--- RECORDS SHOWN Enclosed Below ---

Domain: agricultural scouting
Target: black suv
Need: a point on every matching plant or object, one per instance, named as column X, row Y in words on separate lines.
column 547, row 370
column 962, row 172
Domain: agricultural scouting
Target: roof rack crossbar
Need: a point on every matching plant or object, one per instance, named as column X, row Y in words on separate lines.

--- End of Enclosed RECORDS SHOWN ---

*WHAT YOU HAVE TO DO*
Copy down the complete data exactly as supplied.

*SOLUTION TO THE EXERCISE*
Domain: agricultural scouting
Target: black suv
Need: a point on every matching plant or object, one per instance, named as column X, row Y in words on separate lines.
column 547, row 370
column 962, row 172
Domain: agricultural scouting
Target: roof rack crossbar
Need: a point on every matching plant or object, one per instance, named as column X, row Y in words on separate lines.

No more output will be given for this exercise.